━━ Record excerpts ━━

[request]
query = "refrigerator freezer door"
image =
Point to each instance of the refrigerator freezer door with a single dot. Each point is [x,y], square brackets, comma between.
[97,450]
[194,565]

━━━
━━ Record excerpts ━━

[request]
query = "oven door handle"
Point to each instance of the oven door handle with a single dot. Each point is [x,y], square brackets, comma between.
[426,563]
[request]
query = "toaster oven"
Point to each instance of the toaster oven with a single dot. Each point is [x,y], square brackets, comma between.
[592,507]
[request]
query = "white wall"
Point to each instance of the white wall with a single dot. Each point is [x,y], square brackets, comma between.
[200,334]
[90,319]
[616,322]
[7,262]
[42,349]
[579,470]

━━━

Exercise requirements -> What lines of the material above hold the string "query"? Please copy them.

Answer for this exercise ->
query = "refrigerator freezer door"
query = "oven door handle"
query = "toaster oven"
query = "white wall"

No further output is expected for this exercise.